WHAT THE EXERCISE ASKS — Copy word for word the lines of the records below, beginning with the line that contains "up the bark" and continuing through the end of the records.

———

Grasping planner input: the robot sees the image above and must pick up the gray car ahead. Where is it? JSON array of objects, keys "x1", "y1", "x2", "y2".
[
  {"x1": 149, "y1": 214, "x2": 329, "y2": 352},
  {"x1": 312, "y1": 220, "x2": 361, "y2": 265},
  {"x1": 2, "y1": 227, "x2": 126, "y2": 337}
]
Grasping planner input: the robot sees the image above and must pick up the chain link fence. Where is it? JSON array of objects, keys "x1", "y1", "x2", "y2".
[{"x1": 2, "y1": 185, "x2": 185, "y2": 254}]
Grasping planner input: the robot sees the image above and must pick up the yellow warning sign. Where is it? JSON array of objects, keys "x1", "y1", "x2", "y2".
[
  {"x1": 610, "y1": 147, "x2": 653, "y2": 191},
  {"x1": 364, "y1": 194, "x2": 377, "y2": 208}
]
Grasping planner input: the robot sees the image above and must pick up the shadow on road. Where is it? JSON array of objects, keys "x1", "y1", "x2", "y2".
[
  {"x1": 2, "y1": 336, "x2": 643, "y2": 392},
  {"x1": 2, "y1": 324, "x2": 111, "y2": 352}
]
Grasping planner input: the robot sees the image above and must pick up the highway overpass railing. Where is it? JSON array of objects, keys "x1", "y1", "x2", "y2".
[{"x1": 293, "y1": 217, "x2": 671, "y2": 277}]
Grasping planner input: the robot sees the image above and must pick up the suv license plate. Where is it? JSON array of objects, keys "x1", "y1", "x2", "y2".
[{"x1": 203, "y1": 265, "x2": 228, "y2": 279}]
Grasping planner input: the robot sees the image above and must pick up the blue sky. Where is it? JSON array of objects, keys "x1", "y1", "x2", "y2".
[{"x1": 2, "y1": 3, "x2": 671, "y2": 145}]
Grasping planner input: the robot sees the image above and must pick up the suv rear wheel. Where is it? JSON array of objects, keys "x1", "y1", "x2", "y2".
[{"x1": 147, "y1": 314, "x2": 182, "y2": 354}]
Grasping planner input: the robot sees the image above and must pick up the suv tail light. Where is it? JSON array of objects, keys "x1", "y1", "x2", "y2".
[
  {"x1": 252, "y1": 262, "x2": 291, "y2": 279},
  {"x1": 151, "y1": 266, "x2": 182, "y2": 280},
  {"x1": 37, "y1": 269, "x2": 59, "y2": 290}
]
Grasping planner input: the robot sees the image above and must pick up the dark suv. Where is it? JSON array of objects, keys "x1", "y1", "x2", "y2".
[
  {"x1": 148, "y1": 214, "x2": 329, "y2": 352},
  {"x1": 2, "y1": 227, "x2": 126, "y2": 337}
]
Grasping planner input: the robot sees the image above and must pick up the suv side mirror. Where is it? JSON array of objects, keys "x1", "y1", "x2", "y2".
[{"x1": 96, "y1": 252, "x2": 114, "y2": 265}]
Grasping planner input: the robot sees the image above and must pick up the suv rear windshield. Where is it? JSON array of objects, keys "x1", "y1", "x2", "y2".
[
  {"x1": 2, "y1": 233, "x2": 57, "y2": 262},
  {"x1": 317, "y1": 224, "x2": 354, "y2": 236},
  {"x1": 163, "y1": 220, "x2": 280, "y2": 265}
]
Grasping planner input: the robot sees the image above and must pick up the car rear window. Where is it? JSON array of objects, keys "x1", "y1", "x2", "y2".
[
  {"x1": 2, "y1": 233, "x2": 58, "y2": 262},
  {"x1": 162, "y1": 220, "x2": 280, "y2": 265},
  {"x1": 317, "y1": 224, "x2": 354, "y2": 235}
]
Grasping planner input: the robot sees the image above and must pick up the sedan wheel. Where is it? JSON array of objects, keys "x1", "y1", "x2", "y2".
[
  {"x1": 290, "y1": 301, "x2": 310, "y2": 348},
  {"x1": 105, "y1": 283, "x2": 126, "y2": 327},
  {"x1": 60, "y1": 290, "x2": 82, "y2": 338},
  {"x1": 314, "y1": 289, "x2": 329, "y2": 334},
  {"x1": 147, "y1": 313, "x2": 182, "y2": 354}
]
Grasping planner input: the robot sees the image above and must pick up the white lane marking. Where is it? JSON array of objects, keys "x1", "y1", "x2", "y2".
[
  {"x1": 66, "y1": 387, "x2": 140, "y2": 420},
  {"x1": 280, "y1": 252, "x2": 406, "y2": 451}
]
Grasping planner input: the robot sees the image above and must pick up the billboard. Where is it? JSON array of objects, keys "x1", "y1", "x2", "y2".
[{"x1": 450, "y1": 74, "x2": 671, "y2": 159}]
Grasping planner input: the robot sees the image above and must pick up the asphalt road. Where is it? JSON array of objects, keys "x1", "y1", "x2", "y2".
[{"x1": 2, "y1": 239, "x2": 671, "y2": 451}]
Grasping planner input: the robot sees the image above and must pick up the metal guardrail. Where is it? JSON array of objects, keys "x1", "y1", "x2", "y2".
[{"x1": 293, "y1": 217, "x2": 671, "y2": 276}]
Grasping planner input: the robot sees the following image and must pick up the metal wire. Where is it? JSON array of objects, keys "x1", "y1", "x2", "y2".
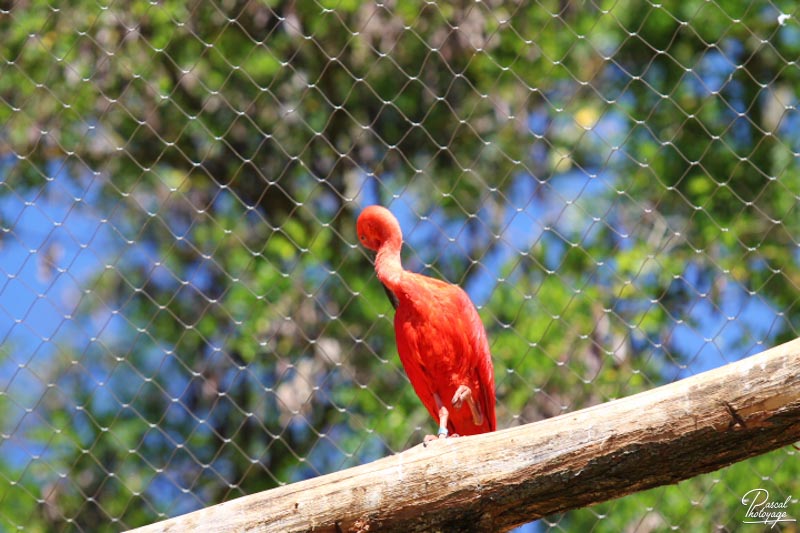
[{"x1": 0, "y1": 0, "x2": 800, "y2": 531}]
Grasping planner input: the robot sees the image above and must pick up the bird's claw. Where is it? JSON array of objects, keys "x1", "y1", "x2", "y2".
[{"x1": 451, "y1": 385, "x2": 483, "y2": 426}]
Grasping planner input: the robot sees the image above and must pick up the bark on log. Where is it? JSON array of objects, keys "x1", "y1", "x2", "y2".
[{"x1": 130, "y1": 339, "x2": 800, "y2": 533}]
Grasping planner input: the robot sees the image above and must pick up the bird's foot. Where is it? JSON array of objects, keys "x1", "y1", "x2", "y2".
[
  {"x1": 452, "y1": 385, "x2": 483, "y2": 426},
  {"x1": 422, "y1": 406, "x2": 458, "y2": 444}
]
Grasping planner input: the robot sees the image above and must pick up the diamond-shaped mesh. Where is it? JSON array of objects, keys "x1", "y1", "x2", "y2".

———

RESPONSE TO THE TASK —
Grasping planner input: the robot sees the image above and must pick up the bark on log. Where is it? JSON array of objects, keys "x1", "y1", "x2", "y2".
[{"x1": 130, "y1": 339, "x2": 800, "y2": 533}]
Grasping planner input: the robot sees the image above and must pick up the bird's foot. Where is it? JSON array of objects, keys "x1", "y1", "x2", "y2".
[
  {"x1": 452, "y1": 385, "x2": 483, "y2": 426},
  {"x1": 422, "y1": 406, "x2": 458, "y2": 444}
]
Grasping planner input: the robot sees the image above and must pick up the diamond-shaped mesh. Where is it? JSON array of objects, keys "x1", "y1", "x2", "y2".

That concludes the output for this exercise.